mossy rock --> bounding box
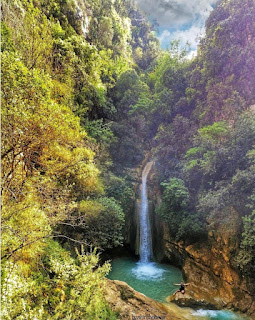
[120,287,135,301]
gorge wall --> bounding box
[163,221,255,318]
[125,164,255,319]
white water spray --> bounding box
[132,161,169,280]
[139,161,153,263]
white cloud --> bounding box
[158,29,171,43]
[135,0,217,50]
[186,49,197,60]
[171,24,205,48]
[135,0,216,27]
[158,24,205,50]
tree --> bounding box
[1,51,101,262]
[236,210,255,277]
[1,241,116,319]
[60,197,125,250]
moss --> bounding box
[120,287,134,301]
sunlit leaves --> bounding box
[77,197,125,249]
[16,0,53,72]
[1,48,101,265]
[1,241,116,320]
[1,188,51,262]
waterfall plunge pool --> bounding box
[107,256,249,320]
[107,256,182,302]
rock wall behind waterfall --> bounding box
[123,165,143,255]
[124,159,154,258]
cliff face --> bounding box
[145,167,255,318]
[157,208,255,318]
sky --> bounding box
[135,0,218,56]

--

Assignment: Everything from the line containing "rock wall behind waterfall --> bounding box" to the end of the data above should be quoted exactly, please, both ends included, and nothing outside that span.

Result of the task:
rock wall behind waterfall --> bounding box
[123,165,143,255]
[124,159,154,258]
cliff face --> bounding box
[145,167,255,318]
[157,208,255,318]
sky --> bounding box
[135,0,218,56]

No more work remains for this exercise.